READING TEXT:
- - - - -
A. The addendum at the end of this presentation covers file formats for genome files, e.g. FASTQ, BAM, VCF, etc.
Q. It’s not just capacity, it’s also about performance. Analysis of genomic data sets is very often hard on large-scale storage systems. Are there prospects for developing methods like in-memory processing, etc., to offload some of the analysis and/or ways to optimize performance of I/O in storage systems for genomic applications?
A. At Intel, we are using HPC systems that are using an IB or OPA fabric (or RoCE over Ethernet) with Lustre. We are running in a “throughput” mode versus focusing on individual sample processing speed. Multiple samples are processed in parallel versus sequentially on a compute node. We use a sizing methodology to rate a specific compute node config to provide, for example, our benchmark on our 2nd Gen Scalable processors. This benchmark is 6.4 30x whole genomes per compute node per day. Benchmarks on our 3rd Gen Scalable processors are underway. This sizing methodology allows for the most efficient use of compute resources, which in turn can alleviate storage bottlenecks.
Q. What is the typical access pattern of a 350G sequence? Is full traversal most common, or are there usually focal points or hot spots?
A. The 350GB is comprised of two possible input file types and 2 output file types. For input file types they can be either a FASTQ file, which is an uncompressed, raw text file, or a compressed version called a uBAM (u=unaligned). The output file types are a compressed “aligned” version called a BAM file, output of the alignment process; and a gVCF file which is the output of the secondary analysis. This 350GB number is highly dependent on data retention policies, compression tools, genome coverage, etc.
- - - - -
DATA PROVIDED:
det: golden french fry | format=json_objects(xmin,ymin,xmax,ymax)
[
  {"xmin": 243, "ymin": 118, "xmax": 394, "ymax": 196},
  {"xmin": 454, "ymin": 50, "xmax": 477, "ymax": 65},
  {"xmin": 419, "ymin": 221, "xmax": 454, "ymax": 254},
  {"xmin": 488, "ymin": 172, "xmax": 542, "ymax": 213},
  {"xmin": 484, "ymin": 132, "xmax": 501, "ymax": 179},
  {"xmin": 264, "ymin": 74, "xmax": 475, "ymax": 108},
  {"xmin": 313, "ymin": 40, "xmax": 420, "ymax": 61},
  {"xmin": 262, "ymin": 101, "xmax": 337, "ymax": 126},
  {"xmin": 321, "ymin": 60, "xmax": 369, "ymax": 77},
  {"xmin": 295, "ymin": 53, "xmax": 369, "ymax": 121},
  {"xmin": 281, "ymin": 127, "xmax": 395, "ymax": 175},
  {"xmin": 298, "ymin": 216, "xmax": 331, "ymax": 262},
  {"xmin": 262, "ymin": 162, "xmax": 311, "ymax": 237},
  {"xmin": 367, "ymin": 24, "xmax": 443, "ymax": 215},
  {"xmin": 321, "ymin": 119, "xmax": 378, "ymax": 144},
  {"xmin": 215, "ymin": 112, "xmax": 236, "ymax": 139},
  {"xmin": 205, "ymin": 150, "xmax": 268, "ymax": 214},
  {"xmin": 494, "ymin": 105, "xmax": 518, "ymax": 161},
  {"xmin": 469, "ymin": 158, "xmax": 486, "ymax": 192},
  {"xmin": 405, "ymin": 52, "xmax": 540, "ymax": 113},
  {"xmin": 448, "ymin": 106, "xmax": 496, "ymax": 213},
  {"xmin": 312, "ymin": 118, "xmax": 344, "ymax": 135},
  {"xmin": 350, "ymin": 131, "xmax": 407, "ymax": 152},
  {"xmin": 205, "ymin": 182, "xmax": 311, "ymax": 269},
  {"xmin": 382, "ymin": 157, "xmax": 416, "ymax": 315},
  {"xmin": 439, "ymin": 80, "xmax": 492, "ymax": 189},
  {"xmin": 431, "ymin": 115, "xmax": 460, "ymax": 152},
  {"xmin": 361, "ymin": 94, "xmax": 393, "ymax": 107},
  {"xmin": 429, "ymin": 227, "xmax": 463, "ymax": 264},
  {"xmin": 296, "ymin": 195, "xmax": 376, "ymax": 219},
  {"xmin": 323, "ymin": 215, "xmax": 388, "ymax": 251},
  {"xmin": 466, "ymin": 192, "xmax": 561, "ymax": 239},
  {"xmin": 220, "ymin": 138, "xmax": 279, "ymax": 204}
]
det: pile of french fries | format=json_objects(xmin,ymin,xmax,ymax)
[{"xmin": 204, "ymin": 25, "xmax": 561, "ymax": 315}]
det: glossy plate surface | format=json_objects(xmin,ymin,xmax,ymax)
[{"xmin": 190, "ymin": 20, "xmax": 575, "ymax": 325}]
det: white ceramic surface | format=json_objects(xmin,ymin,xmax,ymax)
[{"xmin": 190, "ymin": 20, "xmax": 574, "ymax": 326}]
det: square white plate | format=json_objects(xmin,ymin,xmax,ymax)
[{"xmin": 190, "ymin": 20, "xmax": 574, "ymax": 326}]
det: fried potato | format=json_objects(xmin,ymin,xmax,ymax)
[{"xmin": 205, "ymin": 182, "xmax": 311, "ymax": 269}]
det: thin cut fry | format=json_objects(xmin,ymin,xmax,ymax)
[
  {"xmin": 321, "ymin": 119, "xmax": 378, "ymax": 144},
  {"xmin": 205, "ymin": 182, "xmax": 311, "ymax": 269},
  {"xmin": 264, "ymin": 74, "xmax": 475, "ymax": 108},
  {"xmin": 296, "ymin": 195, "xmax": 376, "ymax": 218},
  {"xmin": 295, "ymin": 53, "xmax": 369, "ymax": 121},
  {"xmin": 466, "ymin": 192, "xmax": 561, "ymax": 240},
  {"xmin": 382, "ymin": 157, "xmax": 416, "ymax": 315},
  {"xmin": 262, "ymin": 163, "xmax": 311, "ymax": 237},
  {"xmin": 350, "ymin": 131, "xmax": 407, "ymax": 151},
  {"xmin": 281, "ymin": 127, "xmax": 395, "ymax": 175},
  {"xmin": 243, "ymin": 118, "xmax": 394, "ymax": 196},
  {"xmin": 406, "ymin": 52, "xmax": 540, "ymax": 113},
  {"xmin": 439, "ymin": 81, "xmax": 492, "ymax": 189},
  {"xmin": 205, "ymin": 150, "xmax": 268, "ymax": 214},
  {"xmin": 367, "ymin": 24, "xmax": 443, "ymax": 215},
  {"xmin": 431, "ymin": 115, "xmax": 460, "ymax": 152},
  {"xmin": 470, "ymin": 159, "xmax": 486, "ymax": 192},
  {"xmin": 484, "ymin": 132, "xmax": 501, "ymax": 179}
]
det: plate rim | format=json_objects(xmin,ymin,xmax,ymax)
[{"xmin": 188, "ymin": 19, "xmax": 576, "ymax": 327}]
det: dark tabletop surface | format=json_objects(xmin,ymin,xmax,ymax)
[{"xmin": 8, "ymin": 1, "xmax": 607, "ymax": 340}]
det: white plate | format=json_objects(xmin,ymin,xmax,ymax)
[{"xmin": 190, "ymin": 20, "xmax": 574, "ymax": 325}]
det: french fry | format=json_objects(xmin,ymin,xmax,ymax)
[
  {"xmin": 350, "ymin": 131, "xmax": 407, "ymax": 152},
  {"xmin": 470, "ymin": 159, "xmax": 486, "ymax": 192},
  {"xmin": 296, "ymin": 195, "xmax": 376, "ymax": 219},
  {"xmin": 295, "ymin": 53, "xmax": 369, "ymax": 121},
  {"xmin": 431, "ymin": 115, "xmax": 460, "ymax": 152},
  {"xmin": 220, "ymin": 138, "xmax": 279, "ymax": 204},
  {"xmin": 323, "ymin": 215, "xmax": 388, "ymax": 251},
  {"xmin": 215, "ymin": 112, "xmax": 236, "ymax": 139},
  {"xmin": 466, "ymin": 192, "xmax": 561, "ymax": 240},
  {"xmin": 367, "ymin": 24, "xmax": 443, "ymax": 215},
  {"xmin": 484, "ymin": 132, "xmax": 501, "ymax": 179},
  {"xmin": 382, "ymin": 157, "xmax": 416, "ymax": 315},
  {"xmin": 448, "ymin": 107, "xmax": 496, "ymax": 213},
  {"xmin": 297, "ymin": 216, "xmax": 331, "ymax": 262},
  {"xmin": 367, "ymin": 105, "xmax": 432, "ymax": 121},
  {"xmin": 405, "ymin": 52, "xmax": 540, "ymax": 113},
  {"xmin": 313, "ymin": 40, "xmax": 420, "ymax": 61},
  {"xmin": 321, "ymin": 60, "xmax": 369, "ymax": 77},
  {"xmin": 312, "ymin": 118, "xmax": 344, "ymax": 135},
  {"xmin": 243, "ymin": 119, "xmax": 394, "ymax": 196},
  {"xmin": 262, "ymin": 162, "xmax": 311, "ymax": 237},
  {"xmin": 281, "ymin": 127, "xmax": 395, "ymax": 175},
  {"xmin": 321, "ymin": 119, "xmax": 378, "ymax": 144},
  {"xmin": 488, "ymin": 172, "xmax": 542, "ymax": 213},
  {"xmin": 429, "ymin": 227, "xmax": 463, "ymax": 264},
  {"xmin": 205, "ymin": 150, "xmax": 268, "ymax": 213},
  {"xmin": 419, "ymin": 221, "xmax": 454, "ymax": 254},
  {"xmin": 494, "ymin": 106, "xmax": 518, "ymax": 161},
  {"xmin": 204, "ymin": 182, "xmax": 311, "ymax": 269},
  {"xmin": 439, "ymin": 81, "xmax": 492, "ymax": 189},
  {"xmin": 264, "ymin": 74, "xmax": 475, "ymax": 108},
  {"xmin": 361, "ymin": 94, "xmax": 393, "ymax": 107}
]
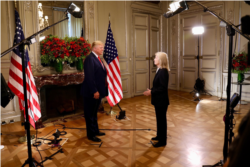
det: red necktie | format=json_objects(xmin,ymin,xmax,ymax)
[{"xmin": 98, "ymin": 56, "xmax": 104, "ymax": 68}]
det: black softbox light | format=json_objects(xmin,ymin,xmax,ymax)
[{"xmin": 0, "ymin": 73, "xmax": 15, "ymax": 108}]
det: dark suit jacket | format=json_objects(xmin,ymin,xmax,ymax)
[
  {"xmin": 81, "ymin": 52, "xmax": 108, "ymax": 98},
  {"xmin": 151, "ymin": 68, "xmax": 169, "ymax": 106}
]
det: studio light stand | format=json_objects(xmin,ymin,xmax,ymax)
[
  {"xmin": 0, "ymin": 3, "xmax": 83, "ymax": 167},
  {"xmin": 163, "ymin": 0, "xmax": 250, "ymax": 167},
  {"xmin": 189, "ymin": 0, "xmax": 250, "ymax": 167}
]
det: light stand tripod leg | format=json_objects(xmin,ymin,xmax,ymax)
[{"xmin": 19, "ymin": 42, "xmax": 35, "ymax": 167}]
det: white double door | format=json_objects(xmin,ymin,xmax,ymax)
[{"xmin": 133, "ymin": 13, "xmax": 161, "ymax": 96}]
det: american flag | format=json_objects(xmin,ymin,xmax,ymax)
[
  {"xmin": 8, "ymin": 11, "xmax": 41, "ymax": 128},
  {"xmin": 103, "ymin": 23, "xmax": 123, "ymax": 107}
]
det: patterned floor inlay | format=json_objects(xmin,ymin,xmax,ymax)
[{"xmin": 0, "ymin": 90, "xmax": 250, "ymax": 167}]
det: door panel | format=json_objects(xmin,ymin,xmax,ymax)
[
  {"xmin": 149, "ymin": 16, "xmax": 160, "ymax": 88},
  {"xmin": 180, "ymin": 13, "xmax": 220, "ymax": 95},
  {"xmin": 133, "ymin": 13, "xmax": 149, "ymax": 95}
]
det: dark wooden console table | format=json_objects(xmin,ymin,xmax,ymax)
[{"xmin": 232, "ymin": 82, "xmax": 250, "ymax": 104}]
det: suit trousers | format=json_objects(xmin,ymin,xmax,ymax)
[
  {"xmin": 83, "ymin": 97, "xmax": 101, "ymax": 138},
  {"xmin": 154, "ymin": 105, "xmax": 168, "ymax": 143}
]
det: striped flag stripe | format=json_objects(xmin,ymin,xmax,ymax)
[
  {"xmin": 8, "ymin": 11, "xmax": 41, "ymax": 128},
  {"xmin": 109, "ymin": 64, "xmax": 122, "ymax": 98},
  {"xmin": 103, "ymin": 23, "xmax": 123, "ymax": 106}
]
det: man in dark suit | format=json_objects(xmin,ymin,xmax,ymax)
[
  {"xmin": 143, "ymin": 52, "xmax": 170, "ymax": 147},
  {"xmin": 81, "ymin": 41, "xmax": 108, "ymax": 142}
]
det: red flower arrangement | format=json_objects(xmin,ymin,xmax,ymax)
[
  {"xmin": 41, "ymin": 35, "xmax": 69, "ymax": 64},
  {"xmin": 41, "ymin": 35, "xmax": 91, "ymax": 64},
  {"xmin": 232, "ymin": 52, "xmax": 250, "ymax": 73},
  {"xmin": 64, "ymin": 37, "xmax": 91, "ymax": 63}
]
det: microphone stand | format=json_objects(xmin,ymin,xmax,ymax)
[
  {"xmin": 191, "ymin": 0, "xmax": 250, "ymax": 167},
  {"xmin": 0, "ymin": 14, "xmax": 69, "ymax": 167}
]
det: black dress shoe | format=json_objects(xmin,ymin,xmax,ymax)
[
  {"xmin": 96, "ymin": 132, "xmax": 105, "ymax": 136},
  {"xmin": 88, "ymin": 136, "xmax": 102, "ymax": 142},
  {"xmin": 151, "ymin": 136, "xmax": 159, "ymax": 140},
  {"xmin": 153, "ymin": 142, "xmax": 167, "ymax": 148}
]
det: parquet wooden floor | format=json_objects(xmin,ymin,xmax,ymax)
[{"xmin": 0, "ymin": 90, "xmax": 250, "ymax": 167}]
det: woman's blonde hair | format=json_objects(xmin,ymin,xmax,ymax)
[
  {"xmin": 91, "ymin": 41, "xmax": 103, "ymax": 50},
  {"xmin": 155, "ymin": 52, "xmax": 170, "ymax": 71}
]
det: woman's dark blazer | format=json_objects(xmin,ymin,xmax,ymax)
[{"xmin": 151, "ymin": 68, "xmax": 169, "ymax": 106}]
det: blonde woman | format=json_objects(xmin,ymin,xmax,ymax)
[{"xmin": 143, "ymin": 52, "xmax": 170, "ymax": 147}]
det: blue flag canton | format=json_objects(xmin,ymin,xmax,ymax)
[
  {"xmin": 103, "ymin": 25, "xmax": 118, "ymax": 64},
  {"xmin": 13, "ymin": 10, "xmax": 29, "ymax": 67}
]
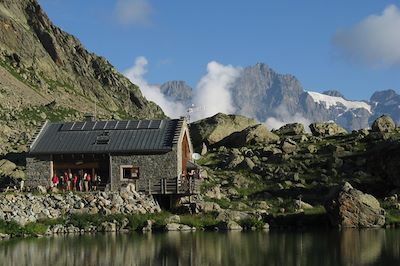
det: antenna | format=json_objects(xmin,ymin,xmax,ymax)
[{"xmin": 94, "ymin": 97, "xmax": 97, "ymax": 121}]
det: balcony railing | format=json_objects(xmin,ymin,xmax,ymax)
[{"xmin": 136, "ymin": 177, "xmax": 202, "ymax": 195}]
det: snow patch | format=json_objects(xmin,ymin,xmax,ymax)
[{"xmin": 307, "ymin": 91, "xmax": 371, "ymax": 113}]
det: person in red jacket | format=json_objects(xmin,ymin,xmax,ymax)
[
  {"xmin": 51, "ymin": 174, "xmax": 60, "ymax": 187},
  {"xmin": 73, "ymin": 174, "xmax": 78, "ymax": 191}
]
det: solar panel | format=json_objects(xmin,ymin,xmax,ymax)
[
  {"xmin": 137, "ymin": 120, "xmax": 150, "ymax": 129},
  {"xmin": 71, "ymin": 122, "xmax": 86, "ymax": 130},
  {"xmin": 126, "ymin": 120, "xmax": 139, "ymax": 129},
  {"xmin": 149, "ymin": 120, "xmax": 161, "ymax": 129},
  {"xmin": 104, "ymin": 121, "xmax": 118, "ymax": 129},
  {"xmin": 83, "ymin": 121, "xmax": 96, "ymax": 130},
  {"xmin": 116, "ymin": 121, "xmax": 128, "ymax": 129},
  {"xmin": 93, "ymin": 121, "xmax": 107, "ymax": 130},
  {"xmin": 60, "ymin": 123, "xmax": 74, "ymax": 131}
]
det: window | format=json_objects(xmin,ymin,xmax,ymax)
[{"xmin": 121, "ymin": 165, "xmax": 140, "ymax": 180}]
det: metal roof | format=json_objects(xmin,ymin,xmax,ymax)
[{"xmin": 30, "ymin": 119, "xmax": 182, "ymax": 154}]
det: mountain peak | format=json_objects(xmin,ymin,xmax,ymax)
[
  {"xmin": 322, "ymin": 90, "xmax": 346, "ymax": 99},
  {"xmin": 371, "ymin": 90, "xmax": 399, "ymax": 102}
]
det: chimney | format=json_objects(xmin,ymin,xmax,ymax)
[{"xmin": 84, "ymin": 113, "xmax": 96, "ymax": 122}]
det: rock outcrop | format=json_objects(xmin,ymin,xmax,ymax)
[
  {"xmin": 310, "ymin": 122, "xmax": 347, "ymax": 137},
  {"xmin": 371, "ymin": 115, "xmax": 396, "ymax": 133},
  {"xmin": 274, "ymin": 123, "xmax": 305, "ymax": 136},
  {"xmin": 0, "ymin": 0, "xmax": 165, "ymax": 154},
  {"xmin": 0, "ymin": 189, "xmax": 161, "ymax": 225},
  {"xmin": 325, "ymin": 183, "xmax": 385, "ymax": 228}
]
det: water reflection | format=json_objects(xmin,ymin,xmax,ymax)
[{"xmin": 0, "ymin": 229, "xmax": 400, "ymax": 266}]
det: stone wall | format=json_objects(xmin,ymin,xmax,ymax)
[
  {"xmin": 25, "ymin": 155, "xmax": 52, "ymax": 187},
  {"xmin": 111, "ymin": 149, "xmax": 178, "ymax": 190}
]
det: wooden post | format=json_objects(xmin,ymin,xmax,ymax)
[{"xmin": 148, "ymin": 179, "xmax": 151, "ymax": 194}]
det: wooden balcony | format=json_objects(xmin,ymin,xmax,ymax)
[{"xmin": 136, "ymin": 178, "xmax": 202, "ymax": 195}]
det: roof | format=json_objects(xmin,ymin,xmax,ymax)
[{"xmin": 29, "ymin": 119, "xmax": 182, "ymax": 154}]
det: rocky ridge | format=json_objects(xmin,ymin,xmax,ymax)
[
  {"xmin": 0, "ymin": 187, "xmax": 161, "ymax": 225},
  {"xmin": 190, "ymin": 113, "xmax": 400, "ymax": 227},
  {"xmin": 0, "ymin": 0, "xmax": 165, "ymax": 155}
]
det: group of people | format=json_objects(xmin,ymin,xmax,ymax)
[{"xmin": 51, "ymin": 170, "xmax": 101, "ymax": 191}]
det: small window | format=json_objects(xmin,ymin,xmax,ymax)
[{"xmin": 121, "ymin": 165, "xmax": 140, "ymax": 180}]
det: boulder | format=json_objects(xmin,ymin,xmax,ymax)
[
  {"xmin": 165, "ymin": 223, "xmax": 181, "ymax": 231},
  {"xmin": 165, "ymin": 215, "xmax": 181, "ymax": 224},
  {"xmin": 371, "ymin": 115, "xmax": 396, "ymax": 133},
  {"xmin": 0, "ymin": 159, "xmax": 17, "ymax": 176},
  {"xmin": 325, "ymin": 182, "xmax": 385, "ymax": 228},
  {"xmin": 204, "ymin": 184, "xmax": 222, "ymax": 199},
  {"xmin": 190, "ymin": 113, "xmax": 257, "ymax": 147},
  {"xmin": 215, "ymin": 124, "xmax": 279, "ymax": 148},
  {"xmin": 274, "ymin": 123, "xmax": 304, "ymax": 136},
  {"xmin": 226, "ymin": 149, "xmax": 244, "ymax": 169},
  {"xmin": 218, "ymin": 220, "xmax": 243, "ymax": 231},
  {"xmin": 310, "ymin": 122, "xmax": 347, "ymax": 137},
  {"xmin": 198, "ymin": 201, "xmax": 221, "ymax": 213},
  {"xmin": 294, "ymin": 200, "xmax": 314, "ymax": 210},
  {"xmin": 281, "ymin": 139, "xmax": 297, "ymax": 153},
  {"xmin": 36, "ymin": 186, "xmax": 47, "ymax": 194}
]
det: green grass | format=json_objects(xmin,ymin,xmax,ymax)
[{"xmin": 239, "ymin": 217, "xmax": 264, "ymax": 230}]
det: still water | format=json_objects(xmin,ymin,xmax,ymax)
[{"xmin": 0, "ymin": 229, "xmax": 400, "ymax": 266}]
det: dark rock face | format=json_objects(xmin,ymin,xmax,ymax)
[
  {"xmin": 372, "ymin": 115, "xmax": 396, "ymax": 133},
  {"xmin": 325, "ymin": 183, "xmax": 385, "ymax": 228},
  {"xmin": 231, "ymin": 63, "xmax": 304, "ymax": 121},
  {"xmin": 0, "ymin": 0, "xmax": 163, "ymax": 118},
  {"xmin": 366, "ymin": 141, "xmax": 400, "ymax": 187},
  {"xmin": 0, "ymin": 0, "xmax": 165, "ymax": 154},
  {"xmin": 369, "ymin": 90, "xmax": 400, "ymax": 123}
]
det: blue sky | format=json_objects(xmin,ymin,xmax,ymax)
[{"xmin": 40, "ymin": 0, "xmax": 400, "ymax": 99}]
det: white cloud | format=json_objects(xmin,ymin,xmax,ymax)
[
  {"xmin": 114, "ymin": 0, "xmax": 153, "ymax": 25},
  {"xmin": 124, "ymin": 56, "xmax": 186, "ymax": 118},
  {"xmin": 333, "ymin": 5, "xmax": 400, "ymax": 67},
  {"xmin": 264, "ymin": 104, "xmax": 311, "ymax": 131},
  {"xmin": 192, "ymin": 61, "xmax": 240, "ymax": 120}
]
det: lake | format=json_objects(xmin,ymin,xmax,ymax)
[{"xmin": 0, "ymin": 229, "xmax": 400, "ymax": 266}]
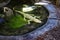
- - - - -
ACTIVITY LIST:
1. From the genomics storage Q&A, copy the passage starting at "Q. It’s not" and ending at "for genomic applications?".
2. Rewrite the paragraph of the genomics storage Q&A that begins "At Intel, we are using" as a short bulleted list that keeps its main facts.
3. Continue the genomics storage Q&A past its last line.

ANSWERS PROVIDED:
1.
Q. It’s not just capacity, it’s also about performance. Analysis of genomic data sets is very often hard on large-scale storage systems. Are there prospects for developing methods like in-memory processing, etc., to offload some of the analysis and/or ways to optimize performance of I/O in storage systems for genomic applications?

2.
- Intel uses HPC systems with Lustre on an IB or OPA fabric (or RoCE over Ethernet).
- It runs in a "throughput" mode: multiple samples are processed in parallel on a compute node rather than sequentially, instead of focusing on the speed of each sample.
- A sizing methodology rates a specific compute node configuration. The benchmark on 2nd Gen Scalable processors is 6.4 30x whole genomes per compute node per day.
- Benchmarks on 3rd Gen Scalable processors are underway.
- The methodology makes the most efficient use of compute resources, which can ease storage bottlenecks.

3.
Q. What is the size of a sequence and how many sequence are we looking at?
A. If you are asking about an actual sequence of 6 billion DNA bases (3 billion base pairs) then each base is represented by 1 byte so you have 6 GB. However, the way the current “short read” sequencers work is using the concept of coverage. This means you run the sequence multiple times, for example 30 times, which is referred to as “30x”. So, 30 times 6GB = 180GB. In terms of My “thought experiment” I considered 7.8B sequences, one for each person on the planet at 30x coverage. This analysis use the ~350GB number which all the files mentioned above.
Q. Can you please help with the IO pattern question?
A. IO patterns are dependent on the applications used in the pipeline. Applications like GATK baserecal and SAMtools have a lot of random IO and can benefit from the use of SSDs. On the flipside, many of the applications are sequential in nature. Another thing to consider is the amount of IO in relation to the overall pipeline, as the existence of random IO does not inherently mean the existence of a bottleneck.
Q. You talked about Prefetch the data before compute which needs a compressed file signature of the actual data and referencing of it. Can you please share some details of what is used now to do this?
A. The current implementation of Prefetch via workload manager directives (WLM) is based on metadata queries done using standard SQL on distributed index files in the system. This way, any metadata recorded for a specific file can be used as a search criterion. We’re also working on being able to access and process the index in large concatenated file formats such as NetCDF and others which will extend the capabilities to find the right data at the right time.
Q. For Genome and the quantum of data do you see Quartz Glass a better replacement to tape?
A. Quartz Glass is an interesting concept but one of many new long term storage technologies being researched. Back in 2012 when this was originally announced by Hitachi, I thought it would most definitely replace many storage technologies, but it’s gone very quiet the last 5+ years so I’m wondering whether this particular technology survived.